### Problem to work on
Reproduce word for word the section of the regularization images passage below that begins with the words containing "1. Mitigate the" and ends with "that returns noise.".

### Passage provided
__________________________________________________

So you now have all your images neatly sorted and you wonder what the heck are regularization images. Well regularization images are like negative prompts but not really, they pull your model back to a "neutral" state. Either way unless you really need them ignore them.

To me they only have two realistic uses:

  1. Mitigate the bleed over from your trigger. Suppose I want to train a character called Mona_Taco The result will be contaminated with images from the Monalisa and tacos. So you can go to A1111 and generate a bunch of images with the prompt Taco and Mona and dump them into your regularization folder with their appropriate captioning. Now your Lora Will know That Mona_Taco has nothing to do with the Mona Lisa nor Tacos. Alternatively simply use a different tag or concatenate it, MonaTaco will probably work fine by itself without the extra steps. I would still recommend to simply use a meaningless word that returns noise.

__________________________________________________

### Record excerpts
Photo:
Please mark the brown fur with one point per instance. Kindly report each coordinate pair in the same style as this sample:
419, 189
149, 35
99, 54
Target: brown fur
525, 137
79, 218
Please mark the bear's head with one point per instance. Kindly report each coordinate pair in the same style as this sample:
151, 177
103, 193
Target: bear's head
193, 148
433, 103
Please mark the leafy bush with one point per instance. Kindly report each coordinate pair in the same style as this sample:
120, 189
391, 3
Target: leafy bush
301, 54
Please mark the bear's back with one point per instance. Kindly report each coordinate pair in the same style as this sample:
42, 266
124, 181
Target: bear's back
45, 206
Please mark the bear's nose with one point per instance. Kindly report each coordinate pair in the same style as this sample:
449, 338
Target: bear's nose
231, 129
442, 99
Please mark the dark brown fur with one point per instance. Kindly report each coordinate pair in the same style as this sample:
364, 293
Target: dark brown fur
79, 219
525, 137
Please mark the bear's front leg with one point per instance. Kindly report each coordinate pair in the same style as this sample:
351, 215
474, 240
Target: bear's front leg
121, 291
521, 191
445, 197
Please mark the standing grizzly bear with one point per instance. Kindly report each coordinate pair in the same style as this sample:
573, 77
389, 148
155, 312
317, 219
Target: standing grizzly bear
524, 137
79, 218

__________________________________________________

### Full output
1. Mitigate the bleed over from your trigger. Suppose I want to train a character called Mona_Taco The result will be contaminated with images from the Monalisa and tacos. So you can go to A1111 and generate a bunch of images with the prompt Taco and Mona and dump them into your regularization folder with their appropriate captioning. Now your Lora Will know That Mona_Taco has nothing to do with the Mona Lisa nor Tacos. Alternatively simply use a different tag or concatenate it, MonaTaco will probably work fine by itself without the extra steps. I would still recommend to simply use a meaningless word that returns noise.